-- Start Source document --

Thursday, November 11, 2010

What I Learn When I Teach (and How It Helps My Fiction)






Teaching something is the best way to learn it. Ask any teacher.

Whenever I teach, I learn . . .

1) how much I know--and don’t know;
2) what my students want and need to know;
3) how my students like to learn.

Contrary to what you might think, teaching is not the opposite of learning. It’s a component of learning. As we master something, we discover that we can demonstrate and explain it to others. We want to use what we learn. Likewise, no matter how many times we teach the same material, we find something new in it. Something personally relevant.

Teaching begins with deconstruction, taking something apart in order to put it together as if for the first time—step by step, piece by piece, test driving the product along the way. Occasionally, while teaching, we may be able to skip a step or two; more often, we channel
Sisyphus. When or if leaps and bounds of learning occur, they are a thing of beauty and likely to be cited as The Reason We Teach.

Of course, parents teach, too, in more intimate, ongoing, and unpredictable contexts. With no time to prepare a lesson, they may be called upon to answer questions ranging from “How does electricity work?” to “Why start a war when so many people end up dying?


Teaching, then, is not the exclusive domain of professionals. Yet those who teach for a living spend their days doing it and analyzing the results. Even as educators embrace new teaching tools and strategies, the challenge remains to take something apart and put it back together so that it’s fresh, vital and useful to students.

For me, teaching—like writing—begins with imagining something from other points of view. Whenever I do that, the wh- questions rain down on me, and I am invigorated.

-- End Source document --
-- Start Record extracts --

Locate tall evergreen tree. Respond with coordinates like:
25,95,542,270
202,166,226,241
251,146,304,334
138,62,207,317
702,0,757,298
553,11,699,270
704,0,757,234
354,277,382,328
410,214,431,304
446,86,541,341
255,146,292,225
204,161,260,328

-- End Record extracts --

The tasks –
**a.** Summarize the blog post on teaching in two sentences.
**b.** Translate this sentence from the blog post on teaching into Spanish: "Teaching something is the best way to learn it."
The items have nothing to do with the blog post on teaching.

Results by task –
**a.** Teaching is a component of learning rather than its opposite: it shows the teacher how much they know and don't know, and it begins with taking something apart to put it back together step by step. Parents also teach, so teaching is not the exclusive domain of professionals, and for the writer, teaching, like writing, begins with imagining something from other points of view.

**b.** Enseñar algo es la mejor manera de aprenderlo.